* **Your task**
Rewrite all the entries below in full, requests included, scaling every polygon coordinate in the answers by 1.75 and rounding each result to a whole number, with halves rounded up.
>> begin
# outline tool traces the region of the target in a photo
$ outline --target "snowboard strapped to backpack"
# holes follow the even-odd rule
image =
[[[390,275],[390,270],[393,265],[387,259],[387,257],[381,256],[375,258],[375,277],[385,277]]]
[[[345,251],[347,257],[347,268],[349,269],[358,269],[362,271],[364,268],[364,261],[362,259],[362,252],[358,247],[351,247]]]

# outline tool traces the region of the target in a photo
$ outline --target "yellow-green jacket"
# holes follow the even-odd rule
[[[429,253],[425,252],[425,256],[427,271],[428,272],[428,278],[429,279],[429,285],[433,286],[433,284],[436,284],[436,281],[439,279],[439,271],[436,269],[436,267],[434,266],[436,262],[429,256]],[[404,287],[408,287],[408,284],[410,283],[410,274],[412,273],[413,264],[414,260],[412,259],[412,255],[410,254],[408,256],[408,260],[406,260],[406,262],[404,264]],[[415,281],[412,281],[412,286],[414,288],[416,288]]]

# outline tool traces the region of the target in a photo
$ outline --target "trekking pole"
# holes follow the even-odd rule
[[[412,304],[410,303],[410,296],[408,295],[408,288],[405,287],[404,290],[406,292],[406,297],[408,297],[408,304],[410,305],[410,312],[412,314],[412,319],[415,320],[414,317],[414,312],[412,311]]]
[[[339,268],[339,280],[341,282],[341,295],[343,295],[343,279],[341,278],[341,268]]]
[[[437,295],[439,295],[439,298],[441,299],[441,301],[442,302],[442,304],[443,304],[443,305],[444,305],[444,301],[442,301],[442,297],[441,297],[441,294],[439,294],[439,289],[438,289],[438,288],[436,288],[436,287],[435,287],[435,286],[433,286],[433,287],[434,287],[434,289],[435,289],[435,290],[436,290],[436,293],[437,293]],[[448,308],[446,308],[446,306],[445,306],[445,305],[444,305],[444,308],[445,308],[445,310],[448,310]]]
>> end
* **Solution for this exercise**
# outline tool traces the region of the target in a photo
$ outline --target "snowboard strapped to backpack"
# holes follow the even-odd rule
image =
[[[683,481],[683,473],[688,464],[677,453],[677,450],[667,448],[656,452],[656,485],[674,485]]]
[[[604,439],[607,450],[607,469],[611,471],[627,471],[634,474],[637,469],[637,457],[634,453],[634,441],[627,432],[614,432]]]

# outline tool traces the region of the target in a photo
$ outline --target "yellow-green jacket"
# holes follow the even-odd rule
[[[751,443],[744,441],[744,448],[747,474],[749,476],[749,487],[751,488],[751,499],[758,501],[758,497],[763,497],[763,492],[768,488],[768,474],[763,471],[763,467],[760,466],[763,459],[751,448]],[[707,502],[714,502],[714,497],[718,495],[718,480],[721,478],[723,462],[725,455],[721,453],[721,446],[718,445],[714,448],[714,455],[711,455],[711,459],[707,462]],[[726,492],[721,492],[721,501],[725,504],[728,504]]]

# outline tool traces the region of the target in a photo
$ outline --target "trekking pole"
# holes follow the even-odd rule
[[[721,532],[718,530],[718,518],[714,516],[714,504],[709,502],[707,508],[711,511],[711,520],[714,520],[714,532],[718,534],[718,546],[721,550],[721,558],[726,560],[725,555],[725,546],[721,544]]]
[[[593,469],[593,490],[597,494],[597,516],[600,516],[600,488],[597,487],[597,469]]]
[[[765,516],[768,516],[768,522],[772,523],[772,527],[774,529],[774,532],[775,532],[775,534],[777,534],[777,527],[774,527],[774,520],[772,520],[772,515],[768,515],[768,506],[767,506],[767,504],[763,504],[763,502],[761,502],[761,501],[758,501],[758,502],[760,502],[760,506],[761,506],[761,508],[763,508],[763,513],[765,513]],[[784,539],[781,539],[781,536],[779,536],[779,534],[777,534],[777,539],[779,539],[779,543],[784,543]]]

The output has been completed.